### Given passage
Academics and members of pro-localization groups chant a slogan during a press conference in Taipei yesterday calling on new Minister of Education Wu Se-hwa to lobby for a bill that would make Hoklo a part of the junior-high school curriculum. Photo: Chien Jung-fong, Taipei Times

By Sean Lin / Staff reporter

Pro-localization groups and academics yesterday called on newly inaugurated Minister of Education Wu Se-hwa (吳思華), who assumed office on Wednesday, to lobby for an education bill that would help Hoklo (commonly known as Taiwanese) become a part of the junior-high school curriculum.

Union of Education in Taiwan chairperson Cheng Cheng-iok (鄭正煜) told a press conference in Taipei that he and other advocates of Hoklo education have been pushing for years for the language to be included in the curriculum, but have met with objections from the Ministry of Education’s Curriculum Committee.

“The Chinese Nationalist Party (KMT) has deprived people of their right to learn their native language for more than 60 years and we will reclaim what was taken from us,” he said.

“If the ministry refuses to submit a bill to the legislature for a vote, more protests will follow,” Cheng added.

National Cheng Kung University professor of Taiwanese literature Chiung Wi-vun (蔣為文) cited Malaysia and Vietnam as examples, saying that people of Chinese descent account for merely 20 percent and 1 percent respectively of the nations’ populations, but both have included Chinese in their national education curricula.

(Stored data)

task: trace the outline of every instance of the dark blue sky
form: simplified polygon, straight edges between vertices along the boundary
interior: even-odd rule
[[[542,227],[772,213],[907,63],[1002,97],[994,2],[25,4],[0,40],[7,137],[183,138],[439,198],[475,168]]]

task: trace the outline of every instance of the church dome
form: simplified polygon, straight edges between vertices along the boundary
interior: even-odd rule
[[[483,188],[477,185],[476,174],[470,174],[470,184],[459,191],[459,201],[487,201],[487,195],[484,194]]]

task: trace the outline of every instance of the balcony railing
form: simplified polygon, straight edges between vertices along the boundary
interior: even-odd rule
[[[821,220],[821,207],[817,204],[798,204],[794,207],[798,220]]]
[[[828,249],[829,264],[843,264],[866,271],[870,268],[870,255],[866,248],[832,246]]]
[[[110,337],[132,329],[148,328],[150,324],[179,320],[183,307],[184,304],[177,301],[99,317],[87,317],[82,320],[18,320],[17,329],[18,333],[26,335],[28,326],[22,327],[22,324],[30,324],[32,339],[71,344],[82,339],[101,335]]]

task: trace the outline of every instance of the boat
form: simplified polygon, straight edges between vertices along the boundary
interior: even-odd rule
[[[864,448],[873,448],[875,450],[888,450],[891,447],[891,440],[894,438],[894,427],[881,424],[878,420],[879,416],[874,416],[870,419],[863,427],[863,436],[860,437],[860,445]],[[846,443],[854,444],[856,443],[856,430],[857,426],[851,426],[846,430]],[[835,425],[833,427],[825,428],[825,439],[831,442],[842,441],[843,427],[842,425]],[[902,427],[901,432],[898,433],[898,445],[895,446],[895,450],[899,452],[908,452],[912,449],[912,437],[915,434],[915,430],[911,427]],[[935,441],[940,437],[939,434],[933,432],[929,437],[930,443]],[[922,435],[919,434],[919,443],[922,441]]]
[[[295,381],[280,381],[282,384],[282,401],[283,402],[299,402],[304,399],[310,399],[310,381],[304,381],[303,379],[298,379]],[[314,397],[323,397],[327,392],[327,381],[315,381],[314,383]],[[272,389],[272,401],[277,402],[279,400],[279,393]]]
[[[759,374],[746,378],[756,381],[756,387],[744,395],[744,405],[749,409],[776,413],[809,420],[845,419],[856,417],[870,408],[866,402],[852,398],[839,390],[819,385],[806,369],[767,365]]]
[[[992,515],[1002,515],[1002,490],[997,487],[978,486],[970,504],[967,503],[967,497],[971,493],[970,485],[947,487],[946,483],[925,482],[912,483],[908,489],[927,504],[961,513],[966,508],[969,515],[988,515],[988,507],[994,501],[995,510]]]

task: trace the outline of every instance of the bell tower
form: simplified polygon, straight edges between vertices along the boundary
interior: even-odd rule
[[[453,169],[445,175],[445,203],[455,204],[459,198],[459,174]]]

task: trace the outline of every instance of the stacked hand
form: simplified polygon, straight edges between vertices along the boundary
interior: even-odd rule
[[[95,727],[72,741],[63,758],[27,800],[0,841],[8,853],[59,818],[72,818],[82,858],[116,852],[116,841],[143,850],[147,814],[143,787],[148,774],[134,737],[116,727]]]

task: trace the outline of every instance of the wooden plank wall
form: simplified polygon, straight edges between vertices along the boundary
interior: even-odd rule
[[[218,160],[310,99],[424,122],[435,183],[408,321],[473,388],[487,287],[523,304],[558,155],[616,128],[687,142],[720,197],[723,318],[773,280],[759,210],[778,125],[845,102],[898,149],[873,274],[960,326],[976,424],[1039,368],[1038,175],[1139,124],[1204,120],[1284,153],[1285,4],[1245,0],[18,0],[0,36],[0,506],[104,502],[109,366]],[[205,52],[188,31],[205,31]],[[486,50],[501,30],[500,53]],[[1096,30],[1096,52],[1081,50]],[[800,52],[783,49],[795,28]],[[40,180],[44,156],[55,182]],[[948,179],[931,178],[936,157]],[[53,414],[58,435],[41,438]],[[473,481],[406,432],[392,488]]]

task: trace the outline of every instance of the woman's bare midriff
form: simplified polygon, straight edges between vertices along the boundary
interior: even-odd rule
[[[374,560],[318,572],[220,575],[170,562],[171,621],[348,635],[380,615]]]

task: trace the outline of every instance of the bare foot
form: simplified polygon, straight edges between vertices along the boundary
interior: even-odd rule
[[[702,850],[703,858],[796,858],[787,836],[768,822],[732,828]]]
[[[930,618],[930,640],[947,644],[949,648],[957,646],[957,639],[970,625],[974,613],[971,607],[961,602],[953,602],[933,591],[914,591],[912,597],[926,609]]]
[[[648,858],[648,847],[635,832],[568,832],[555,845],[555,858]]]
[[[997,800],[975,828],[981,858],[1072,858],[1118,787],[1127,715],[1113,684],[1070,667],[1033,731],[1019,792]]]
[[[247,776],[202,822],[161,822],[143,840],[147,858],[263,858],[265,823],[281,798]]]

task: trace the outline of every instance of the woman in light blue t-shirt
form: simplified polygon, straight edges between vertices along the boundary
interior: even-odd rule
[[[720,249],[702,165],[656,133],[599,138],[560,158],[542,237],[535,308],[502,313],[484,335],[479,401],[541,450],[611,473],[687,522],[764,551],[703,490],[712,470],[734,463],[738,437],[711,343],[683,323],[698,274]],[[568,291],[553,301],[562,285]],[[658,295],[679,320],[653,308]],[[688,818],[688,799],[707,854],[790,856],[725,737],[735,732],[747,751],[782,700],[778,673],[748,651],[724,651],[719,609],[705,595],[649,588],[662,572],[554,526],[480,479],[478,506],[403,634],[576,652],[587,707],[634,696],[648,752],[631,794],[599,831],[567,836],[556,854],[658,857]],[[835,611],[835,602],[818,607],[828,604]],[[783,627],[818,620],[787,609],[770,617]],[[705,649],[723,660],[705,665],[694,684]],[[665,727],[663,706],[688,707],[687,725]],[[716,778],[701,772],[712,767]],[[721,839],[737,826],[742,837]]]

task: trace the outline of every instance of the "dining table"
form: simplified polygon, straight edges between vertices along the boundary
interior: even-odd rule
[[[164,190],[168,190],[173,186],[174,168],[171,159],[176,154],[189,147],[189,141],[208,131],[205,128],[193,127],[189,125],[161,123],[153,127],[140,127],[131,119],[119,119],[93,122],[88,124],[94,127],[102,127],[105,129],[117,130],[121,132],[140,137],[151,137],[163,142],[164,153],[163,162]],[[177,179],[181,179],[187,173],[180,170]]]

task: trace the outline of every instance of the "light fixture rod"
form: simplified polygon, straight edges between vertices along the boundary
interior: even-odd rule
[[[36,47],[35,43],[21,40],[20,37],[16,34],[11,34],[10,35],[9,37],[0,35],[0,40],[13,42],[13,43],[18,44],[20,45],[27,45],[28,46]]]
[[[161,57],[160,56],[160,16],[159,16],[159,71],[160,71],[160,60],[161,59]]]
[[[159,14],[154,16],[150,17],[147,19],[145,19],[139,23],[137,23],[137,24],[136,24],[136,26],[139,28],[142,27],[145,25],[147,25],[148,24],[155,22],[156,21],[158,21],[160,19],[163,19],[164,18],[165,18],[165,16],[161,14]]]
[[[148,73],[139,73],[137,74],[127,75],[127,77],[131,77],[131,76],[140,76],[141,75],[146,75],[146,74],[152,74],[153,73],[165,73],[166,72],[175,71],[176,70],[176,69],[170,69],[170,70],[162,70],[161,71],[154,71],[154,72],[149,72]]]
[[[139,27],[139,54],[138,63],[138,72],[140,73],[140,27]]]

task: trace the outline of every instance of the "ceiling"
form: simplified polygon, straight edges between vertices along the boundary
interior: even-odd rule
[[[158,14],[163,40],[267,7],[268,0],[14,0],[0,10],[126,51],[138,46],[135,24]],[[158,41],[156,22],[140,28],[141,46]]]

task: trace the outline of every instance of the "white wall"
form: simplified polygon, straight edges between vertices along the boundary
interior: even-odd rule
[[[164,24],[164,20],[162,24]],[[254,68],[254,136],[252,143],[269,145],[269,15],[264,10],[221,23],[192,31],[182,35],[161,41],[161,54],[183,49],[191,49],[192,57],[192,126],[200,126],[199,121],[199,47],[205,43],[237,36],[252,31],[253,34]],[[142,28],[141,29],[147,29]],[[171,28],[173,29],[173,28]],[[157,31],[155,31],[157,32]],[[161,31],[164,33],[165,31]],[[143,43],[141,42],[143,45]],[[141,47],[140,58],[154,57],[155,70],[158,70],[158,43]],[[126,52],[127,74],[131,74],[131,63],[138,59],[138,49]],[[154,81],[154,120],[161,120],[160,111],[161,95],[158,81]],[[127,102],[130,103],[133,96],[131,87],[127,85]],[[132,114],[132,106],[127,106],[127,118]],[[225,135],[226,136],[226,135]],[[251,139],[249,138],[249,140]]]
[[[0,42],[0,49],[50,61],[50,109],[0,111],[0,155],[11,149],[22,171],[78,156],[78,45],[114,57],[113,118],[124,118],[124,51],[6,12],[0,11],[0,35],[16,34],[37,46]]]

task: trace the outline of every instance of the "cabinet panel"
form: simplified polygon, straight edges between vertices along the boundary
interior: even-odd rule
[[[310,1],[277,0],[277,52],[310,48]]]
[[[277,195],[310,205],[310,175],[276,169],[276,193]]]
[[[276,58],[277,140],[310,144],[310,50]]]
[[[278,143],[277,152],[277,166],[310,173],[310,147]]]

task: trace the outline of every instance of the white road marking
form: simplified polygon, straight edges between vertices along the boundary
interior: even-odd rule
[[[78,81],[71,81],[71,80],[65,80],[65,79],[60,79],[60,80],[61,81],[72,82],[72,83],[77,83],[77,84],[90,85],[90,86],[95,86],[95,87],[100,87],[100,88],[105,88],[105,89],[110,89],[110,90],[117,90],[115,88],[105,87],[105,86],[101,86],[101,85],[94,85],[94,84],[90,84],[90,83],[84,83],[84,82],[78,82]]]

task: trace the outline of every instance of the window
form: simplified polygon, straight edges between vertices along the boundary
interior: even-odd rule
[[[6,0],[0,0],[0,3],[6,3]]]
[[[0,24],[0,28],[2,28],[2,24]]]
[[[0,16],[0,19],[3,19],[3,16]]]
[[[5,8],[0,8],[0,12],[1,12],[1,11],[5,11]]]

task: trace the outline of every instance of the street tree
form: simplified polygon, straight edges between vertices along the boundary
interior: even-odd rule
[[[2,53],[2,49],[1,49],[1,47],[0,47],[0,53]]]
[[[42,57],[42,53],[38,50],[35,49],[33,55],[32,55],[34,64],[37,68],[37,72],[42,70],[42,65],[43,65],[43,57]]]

### Exercise 1
Repeat everything in the Hoklo education article from "Academics and members" down to "become a part of the junior-high school curriculum.", word for word.
### Exercise 2
Finish out the next part of the article on Hoklo in the school curriculum, picking up after its final sentence.

### Written response 1
Academics and members of pro-localization groups chant a slogan during a press conference in Taipei yesterday calling on new Minister of Education Wu Se-hwa to lobby for a bill that would make Hoklo a part of the junior-high school curriculum. Photo: Chien Jung-fong, Taipei Times

By Sean Lin / Staff reporter

Pro-localization groups and academics yesterday called on newly inaugurated Minister of Education Wu Se-hwa (吳思華), who assumed office on Wednesday, to lobby for an education bill that would help Hoklo (commonly known as Taiwanese) become a part of the junior-high school curriculum.

### Written response 2
“Hoklo is Taiwan’s native language. With ethnic Taiwanese accounting for 85 percent of the nation’s population, we have only one hour of Hoklo class for elementary school students per week and Hoklo is not even in the junior-high school curriculum,” he said. “This shows that Taiwan has trailed its neighbors in terms of the preservation of its mother tongue.”

Calling the KMT’s policy on Hoklo “oppressive,” Taiwan Solidarity Union Legislator Chou Ni-an (周倪安) said: “People are indoctrinated with the idea that they should not speak their mother tongue. This is intolerable. Just because Hoklo is treated with oppression does not mean it is insignificant or nonexistent,” she said.

Ho Sin-han (何信翰), an associate professor at Chung Shan Medical University, said that the education bill has the highest rates of approval among legislators from both the pan-green and pan-blue camps. He called on Wu to fulfill former Minister of Education Chiang Wei-ling’s (蔣偉寧) pledge to make Hoklo a mandatory course in the junior-high school curriculum.

Chiang in October last year pledged at the legislature that he would make Hoklo a mandatory course for junior-high school students.